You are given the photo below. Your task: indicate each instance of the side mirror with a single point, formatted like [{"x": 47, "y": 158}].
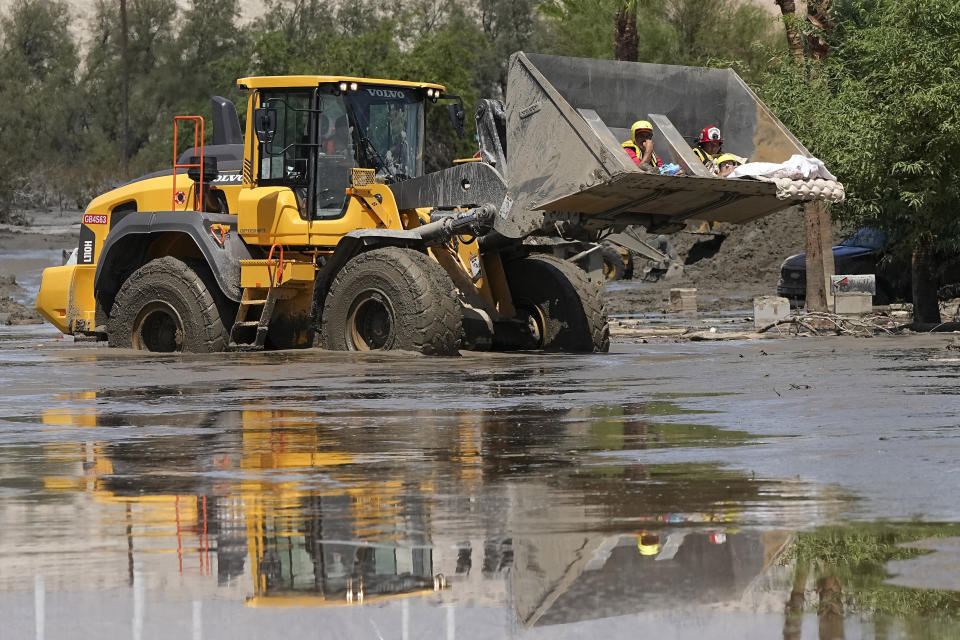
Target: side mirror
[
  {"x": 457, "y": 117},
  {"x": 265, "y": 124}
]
* * *
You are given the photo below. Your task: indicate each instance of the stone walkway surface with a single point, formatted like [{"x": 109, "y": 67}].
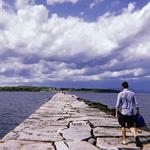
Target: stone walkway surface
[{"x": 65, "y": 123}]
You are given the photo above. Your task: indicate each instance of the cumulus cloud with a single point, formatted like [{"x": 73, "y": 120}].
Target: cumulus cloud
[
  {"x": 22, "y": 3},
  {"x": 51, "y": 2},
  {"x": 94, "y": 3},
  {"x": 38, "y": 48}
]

> **WHAT NEEDS TO BE DONE**: Which lines of the material above contain the string "mirror"? Report each such line in full, counting a match only when the letter case agrees.

> **RESULT OF THE EXERCISE**:
You are given the photo below. Your task: indicate each instance of the side mirror with a single point, formatted like [{"x": 47, "y": 158}].
Target: side mirror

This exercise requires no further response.